(DOCUMENT PASSAGE begins)

Bias and Error in Clinical Reasoning

The quality of clinical reasoning is often expressed in how few errors a physician makes. Some errors are typical enough to receive a label and stem from various sources of bias. In 2003 Kempainen et al. published a helpful overview of typical biases that happen in clinical reasoning and that should be attended to in education, which include the following (Kempainen et al. 2003):

  • Availability bias . A differential diagnosis is influenced by what is easily recalled, creating a false sense of prevalence.

  • Representative bias (or judging by similarity ). Clinical suspicion is influenced solely by signs and symptoms and neglects prevalence of competing diagnoses.

  • Confirmation bias (or pseudodiagnosticity ). Additional testing confirms suspected diagnosis but fails to test competing hypotheses.

  • Anchoring bias. Inadequate adjustment of a differential diagnosis in light of new data resulting in a final diagnosis unduly influenced by the starting point.

  • Bounded rationality bias (or search satisficing ). Clinicians stop searching for additional diagnoses after the anticipated diagnosis is made leading to a premature closure of the reasoning process.

  • Outcome bias . A clinical decision is judged on the outcome rather than on the logic and evidence supporting the decision.

A limitation of this approach is that when the reasoning is believed to be successful, biases are not typically recognized, and when looking at a case in hindsight, many mistakes can easily be labeled as caused by “bias.” Indeed, so-called biases actually may serve as heuristics to guide successful behavior (Gigerenzer and Gaissmaier 2011; Gigerenzer 2007). In a recent overview, Norman and colleagues conclude that interventions directed at error reduction through the identification of heuristics and biases have no effect on diagnostic errors . Instead, most errors seem to originate from a limited knowledge based of the clinician (Norman et al. 2017).

(DOCUMENT PASSAGE ends)

PROBLEMS TO WORK ON ::
**a)** Reproduce the part of the passage on bias in clinical reasoning that starts with "The quality of" and goes on through "test competing hypotheses.".
**b)** In the passage on bias in clinical reasoning, what alternative name is given for confirmation bias?
**c)** State whether each of these statements agrees with the passage on bias in clinical reasoning. Answer yes or no for each, and quote the words of the passage that decide it.
(i) Outcome bias means judging a clinical decision by its outcome instead of by the logic and evidence behind it.
(ii) Norman and colleagues concluded that interventions aimed at identifying heuristics and biases reduce diagnostic errors.
(iii) Under bounded rationality bias, clinicians continue searching for additional diagnoses after reaching the anticipated one.

(DATA FOR REVIEW begins)

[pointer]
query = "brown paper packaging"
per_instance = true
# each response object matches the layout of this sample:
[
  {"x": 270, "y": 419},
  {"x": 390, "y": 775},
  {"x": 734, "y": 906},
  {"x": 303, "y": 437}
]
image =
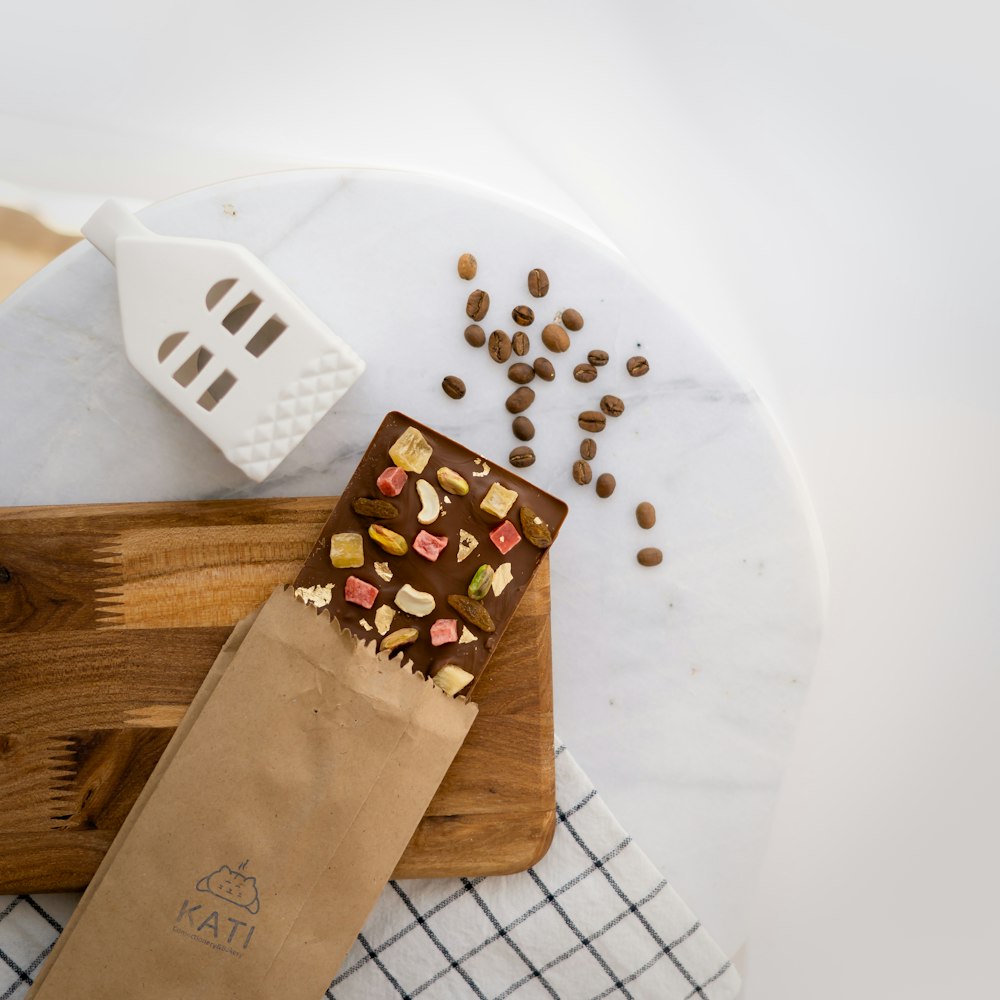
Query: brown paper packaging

(DATA FOR REVIEW ends)
(DATA FOR REVIEW begins)

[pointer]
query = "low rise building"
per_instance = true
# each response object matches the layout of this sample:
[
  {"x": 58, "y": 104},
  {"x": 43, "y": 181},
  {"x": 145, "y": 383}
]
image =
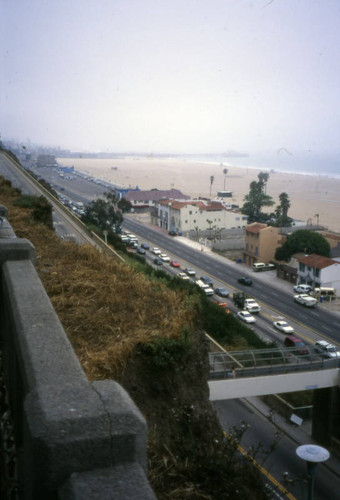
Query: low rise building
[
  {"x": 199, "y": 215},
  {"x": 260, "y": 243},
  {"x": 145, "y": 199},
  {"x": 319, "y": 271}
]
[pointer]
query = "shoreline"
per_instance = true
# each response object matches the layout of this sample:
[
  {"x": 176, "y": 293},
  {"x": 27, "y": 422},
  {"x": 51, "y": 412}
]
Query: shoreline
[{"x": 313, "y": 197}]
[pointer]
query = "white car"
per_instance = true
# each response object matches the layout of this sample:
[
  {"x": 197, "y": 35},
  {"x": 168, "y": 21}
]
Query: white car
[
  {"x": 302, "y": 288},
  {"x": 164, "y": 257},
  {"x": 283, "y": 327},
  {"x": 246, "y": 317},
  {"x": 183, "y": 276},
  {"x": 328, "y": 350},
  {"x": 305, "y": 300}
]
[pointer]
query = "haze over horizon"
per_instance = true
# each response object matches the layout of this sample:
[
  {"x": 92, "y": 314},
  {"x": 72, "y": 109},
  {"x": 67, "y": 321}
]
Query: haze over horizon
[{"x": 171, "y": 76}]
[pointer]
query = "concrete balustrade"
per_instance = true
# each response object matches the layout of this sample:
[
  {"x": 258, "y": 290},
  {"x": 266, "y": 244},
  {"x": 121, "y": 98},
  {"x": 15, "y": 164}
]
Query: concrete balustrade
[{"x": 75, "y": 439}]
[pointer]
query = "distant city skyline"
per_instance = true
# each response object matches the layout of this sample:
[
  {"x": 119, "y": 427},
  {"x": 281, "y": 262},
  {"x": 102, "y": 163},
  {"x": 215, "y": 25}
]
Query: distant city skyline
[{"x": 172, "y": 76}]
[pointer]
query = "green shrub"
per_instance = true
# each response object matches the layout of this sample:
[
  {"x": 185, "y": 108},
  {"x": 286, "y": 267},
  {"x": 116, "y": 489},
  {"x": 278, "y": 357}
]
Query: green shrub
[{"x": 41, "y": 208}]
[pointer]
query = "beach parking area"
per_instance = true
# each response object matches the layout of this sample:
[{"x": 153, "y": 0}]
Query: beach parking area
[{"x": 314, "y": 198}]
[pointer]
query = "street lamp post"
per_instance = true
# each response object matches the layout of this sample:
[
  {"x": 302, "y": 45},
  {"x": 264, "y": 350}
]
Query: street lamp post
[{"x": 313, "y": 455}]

(DATA FOR REVIEW ends)

RESULTS OF THE EXERCISE ::
**a)**
The quality of clinical reasoning is often expressed in how few errors a physician makes. Some errors are typical enough to receive a label and stem from various sources of bias. In 2003 Kempainen et al. published a helpful overview of typical biases that happen in clinical reasoning and that should be attended to in education, which include the following (Kempainen et al. 2003):

  • Availability bias . A differential diagnosis is influenced by what is easily recalled, creating a false sense of prevalence.

  • Representative bias (or judging by similarity ). Clinical suspicion is influenced solely by signs and symptoms and neglects prevalence of competing diagnoses.

  • Confirmation bias (or pseudodiagnosticity ). Additional testing confirms suspected diagnosis but fails to test competing hypotheses.

**b)** Pseudodiagnosticity

**c)**
(i) Yes: "A clinical decision is judged on the outcome rather than on the logic and evidence supporting the decision."
(ii) No: "interventions directed at error reduction through the identification of heuristics and biases have no effect on diagnostic errors"
(iii) No: "Clinicians stop searching for additional diagnoses after the anticipated diagnosis is made"